[Exercise]:
Reproduce the data word for word, keeping every line complete.

[Stored items]:

★ ★ ★

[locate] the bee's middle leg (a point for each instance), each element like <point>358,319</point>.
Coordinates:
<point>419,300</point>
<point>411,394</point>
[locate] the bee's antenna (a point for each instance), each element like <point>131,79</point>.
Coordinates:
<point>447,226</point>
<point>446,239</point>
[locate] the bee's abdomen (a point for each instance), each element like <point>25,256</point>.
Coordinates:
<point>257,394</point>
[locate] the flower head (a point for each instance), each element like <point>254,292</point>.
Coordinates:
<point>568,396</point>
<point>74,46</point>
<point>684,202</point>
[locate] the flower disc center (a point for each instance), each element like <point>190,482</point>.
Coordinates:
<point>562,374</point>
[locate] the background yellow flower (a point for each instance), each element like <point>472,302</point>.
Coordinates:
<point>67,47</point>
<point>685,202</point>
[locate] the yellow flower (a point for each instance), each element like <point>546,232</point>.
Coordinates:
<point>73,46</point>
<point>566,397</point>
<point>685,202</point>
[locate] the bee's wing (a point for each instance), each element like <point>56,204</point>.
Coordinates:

★ ★ ★

[Exercise result]:
[locate] the bee's middle leg (a point for each instance), each element like <point>358,319</point>.
Coordinates:
<point>419,300</point>
<point>411,394</point>
[locate] the bee's antenna (a point for each instance), each element like <point>131,79</point>.
Coordinates:
<point>447,226</point>
<point>446,239</point>
[locate] the bee's abdomen (a point for each instance), each element like <point>25,256</point>.
Coordinates:
<point>257,394</point>
[locate] the flower head (a point for each instance), each element like <point>254,292</point>.
Coordinates:
<point>568,396</point>
<point>74,46</point>
<point>684,202</point>
[locate] the flower disc center (a point for each instance), each element like <point>190,482</point>.
Coordinates:
<point>562,374</point>
[locate] the background yellow flower (a point for each instance), each element like <point>472,302</point>.
Coordinates:
<point>67,47</point>
<point>685,202</point>
[locate] the yellow flower (a point for each instance), each element like <point>546,232</point>.
Coordinates:
<point>73,46</point>
<point>566,397</point>
<point>685,202</point>
[locate] the bee's wing (a point for each instance), each element like <point>56,204</point>.
Coordinates:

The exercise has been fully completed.